# [SOURCE TEXT]
......

Skip to content

Latest commit

 

History

History

scripts

VarSight Scripts

This folder contains a wide variety of scripts that were used to gather data, train the classifiers, test the classifiers, and report the results.

VarSight main

VarSight.py contains the main command-line interface for running VarSight after models have been trained. Please refer to the main README for more instructions.

Data Parsing Scripts

The following files are primarily used to pre-process data into easy-to-manage formats in Python.

  1. CodiDumpUtil.py - This script contains helper functions for parsing a filtered Codicem JSON. It's main purpose is to load a Codicem file and full out the fields requested for use by the classifiers.
  2. ExomiserUtil.py - This script contains helper functions for parsing prioritized variants from Exomiser.
  3. HPOUtil.py - This script contains helper functions for calculating the gene rankings based on the cosine score from the Human Phenotype Ontology (HPO) terms.
  4. OntologyUtil.py - This script contains helper functions for ontologies. It is primarily support code for HPOUtil.py.
  5. PVPUtil.py - This script contains helper functions for parsing prioritized variants from DeepPVP.
  6. PhenGenUtil.py - This script contains helper function for parsing prioritized variants from Phen-Gen.
  7. PyxisMapUtil.py - This script contains helper functions for retrieving gene rankings based on the PyxisMap ranks using the HPO terms.

......

# [EXTRACTED DATA]
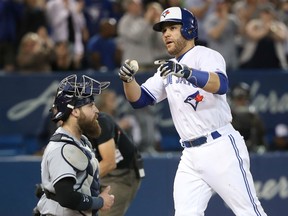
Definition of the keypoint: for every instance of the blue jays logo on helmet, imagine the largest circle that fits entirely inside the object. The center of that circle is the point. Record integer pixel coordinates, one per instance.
(165, 13)
(194, 99)
(189, 29)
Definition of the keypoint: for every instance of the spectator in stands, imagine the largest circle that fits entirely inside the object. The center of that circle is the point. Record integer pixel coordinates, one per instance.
(96, 10)
(33, 18)
(33, 56)
(62, 59)
(201, 9)
(246, 119)
(171, 3)
(140, 125)
(244, 10)
(136, 36)
(280, 141)
(10, 13)
(283, 16)
(109, 103)
(265, 47)
(222, 28)
(67, 23)
(103, 52)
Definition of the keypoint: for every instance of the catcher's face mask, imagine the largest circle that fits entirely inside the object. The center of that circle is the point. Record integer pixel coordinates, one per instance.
(72, 94)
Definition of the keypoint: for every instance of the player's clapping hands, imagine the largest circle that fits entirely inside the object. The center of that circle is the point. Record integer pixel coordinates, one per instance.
(128, 70)
(170, 67)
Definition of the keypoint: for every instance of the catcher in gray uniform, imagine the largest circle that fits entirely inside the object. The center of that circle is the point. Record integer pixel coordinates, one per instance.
(69, 168)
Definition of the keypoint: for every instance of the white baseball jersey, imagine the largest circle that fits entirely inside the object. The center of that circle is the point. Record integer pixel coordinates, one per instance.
(221, 163)
(54, 168)
(194, 111)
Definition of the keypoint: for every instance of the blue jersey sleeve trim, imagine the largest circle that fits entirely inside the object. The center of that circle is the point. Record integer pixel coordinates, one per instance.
(199, 78)
(145, 99)
(223, 84)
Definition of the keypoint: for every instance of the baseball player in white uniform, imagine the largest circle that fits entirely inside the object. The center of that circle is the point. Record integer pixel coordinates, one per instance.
(215, 157)
(69, 168)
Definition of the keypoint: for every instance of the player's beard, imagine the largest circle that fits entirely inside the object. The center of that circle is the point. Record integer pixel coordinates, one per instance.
(89, 127)
(178, 47)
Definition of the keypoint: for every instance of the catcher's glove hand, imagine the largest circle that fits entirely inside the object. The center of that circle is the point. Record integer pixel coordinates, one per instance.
(128, 70)
(170, 67)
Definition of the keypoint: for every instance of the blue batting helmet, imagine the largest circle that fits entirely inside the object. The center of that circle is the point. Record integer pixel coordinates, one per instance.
(189, 29)
(72, 94)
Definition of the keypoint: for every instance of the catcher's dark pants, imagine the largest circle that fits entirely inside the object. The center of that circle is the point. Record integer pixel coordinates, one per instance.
(124, 186)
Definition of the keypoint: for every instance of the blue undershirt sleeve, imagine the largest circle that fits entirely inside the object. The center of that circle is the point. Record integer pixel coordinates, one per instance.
(223, 84)
(200, 79)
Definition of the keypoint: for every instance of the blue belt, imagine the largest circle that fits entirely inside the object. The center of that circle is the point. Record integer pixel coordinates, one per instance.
(200, 140)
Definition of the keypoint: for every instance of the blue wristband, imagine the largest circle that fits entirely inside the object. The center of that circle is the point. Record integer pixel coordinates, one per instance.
(199, 78)
(97, 203)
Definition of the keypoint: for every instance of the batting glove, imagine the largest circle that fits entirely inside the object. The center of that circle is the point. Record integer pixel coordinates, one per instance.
(127, 73)
(170, 67)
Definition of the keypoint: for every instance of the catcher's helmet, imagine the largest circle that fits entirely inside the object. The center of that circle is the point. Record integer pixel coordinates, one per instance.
(189, 29)
(72, 94)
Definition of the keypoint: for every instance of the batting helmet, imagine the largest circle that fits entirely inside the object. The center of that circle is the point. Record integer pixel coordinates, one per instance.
(189, 29)
(72, 94)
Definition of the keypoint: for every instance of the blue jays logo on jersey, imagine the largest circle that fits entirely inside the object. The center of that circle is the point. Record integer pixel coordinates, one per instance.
(165, 13)
(194, 99)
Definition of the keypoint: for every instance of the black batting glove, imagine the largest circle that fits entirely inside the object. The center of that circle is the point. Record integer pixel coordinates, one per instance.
(126, 72)
(170, 67)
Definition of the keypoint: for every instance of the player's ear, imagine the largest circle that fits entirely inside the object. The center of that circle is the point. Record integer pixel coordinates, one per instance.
(76, 112)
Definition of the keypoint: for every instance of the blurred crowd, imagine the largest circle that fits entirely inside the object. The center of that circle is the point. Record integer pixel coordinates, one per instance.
(48, 36)
(53, 36)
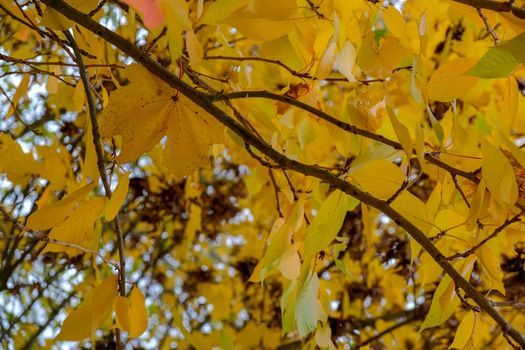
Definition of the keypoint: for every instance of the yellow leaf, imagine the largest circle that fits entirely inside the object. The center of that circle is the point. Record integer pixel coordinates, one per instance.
(89, 316)
(326, 224)
(194, 48)
(280, 240)
(489, 257)
(118, 197)
(345, 61)
(414, 210)
(220, 10)
(132, 315)
(139, 112)
(20, 92)
(55, 20)
(498, 174)
(290, 265)
(445, 300)
(77, 228)
(401, 132)
(54, 214)
(306, 310)
(190, 135)
(448, 82)
(394, 21)
(78, 97)
(148, 109)
(380, 178)
(18, 166)
(327, 60)
(465, 331)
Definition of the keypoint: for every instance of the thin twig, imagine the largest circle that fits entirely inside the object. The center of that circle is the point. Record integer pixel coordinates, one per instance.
(16, 114)
(488, 26)
(290, 70)
(276, 192)
(205, 101)
(494, 234)
(456, 184)
(498, 6)
(101, 166)
(42, 236)
(54, 63)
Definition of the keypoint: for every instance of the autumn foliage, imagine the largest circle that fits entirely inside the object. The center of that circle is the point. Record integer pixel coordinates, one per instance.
(259, 174)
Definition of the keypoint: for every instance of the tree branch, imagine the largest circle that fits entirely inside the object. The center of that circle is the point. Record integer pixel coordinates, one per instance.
(101, 166)
(205, 102)
(497, 6)
(41, 236)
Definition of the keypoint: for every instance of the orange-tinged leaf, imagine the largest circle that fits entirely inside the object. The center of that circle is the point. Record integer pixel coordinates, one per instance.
(89, 316)
(54, 214)
(449, 82)
(114, 204)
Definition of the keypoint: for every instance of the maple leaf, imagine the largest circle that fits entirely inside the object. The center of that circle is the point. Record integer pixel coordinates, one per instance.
(146, 110)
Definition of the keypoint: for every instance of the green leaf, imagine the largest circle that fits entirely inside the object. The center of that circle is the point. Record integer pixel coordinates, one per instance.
(306, 306)
(326, 224)
(500, 61)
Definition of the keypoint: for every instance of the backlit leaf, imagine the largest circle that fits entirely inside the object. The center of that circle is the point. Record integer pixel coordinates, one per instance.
(445, 300)
(148, 109)
(326, 224)
(498, 174)
(132, 315)
(54, 214)
(306, 306)
(449, 82)
(464, 331)
(118, 197)
(89, 316)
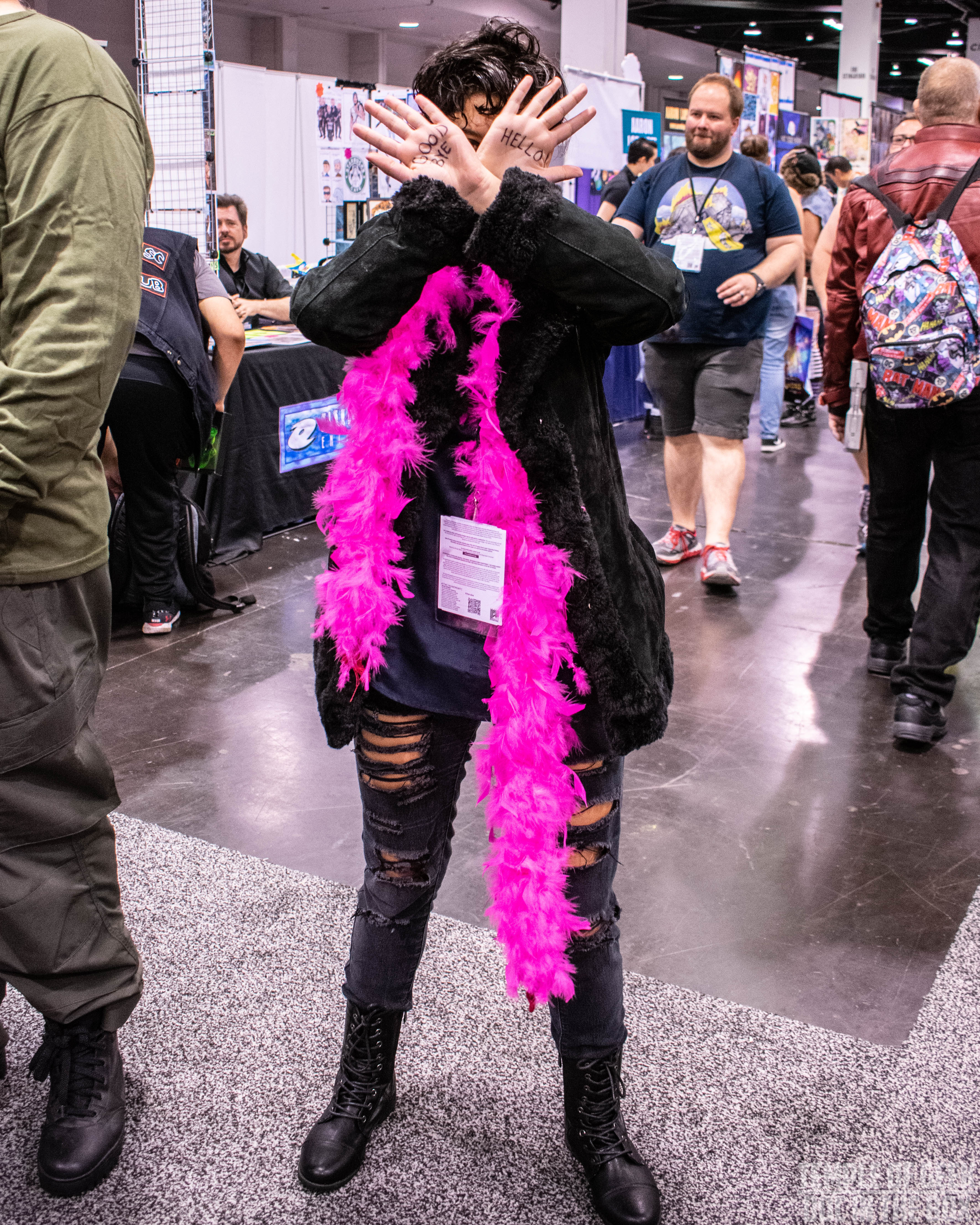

......

# [WHAT TO WORK ON]
Return the part of the VarSight scripts page that runs from "1. CodiDumpUtil.py - This" up to and including "variants from Phen-Gen.", copied word for word.

# [REPLY TO THE EXERCISE]
1. CodiDumpUtil.py - This script contains helper functions for parsing a filtered Codicem JSON. It's main purpose is to load a Codicem file and full out the fields requested for use by the classifiers.
  2. ExomiserUtil.py - This script contains helper functions for parsing prioritized variants from Exomiser.
  3. HPOUtil.py - This script contains helper functions for calculating the gene rankings based on the cosine score from the Human Phenotype Ontology (HPO) terms.
  4. OntologyUtil.py - This script contains helper functions for ontologies. It is primarily support code for HPOUtil.py.
  5. PVPUtil.py - This script contains helper functions for parsing prioritized variants from DeepPVP.
  6. PhenGenUtil.py - This script contains helper function for parsing prioritized variants from Phen-Gen.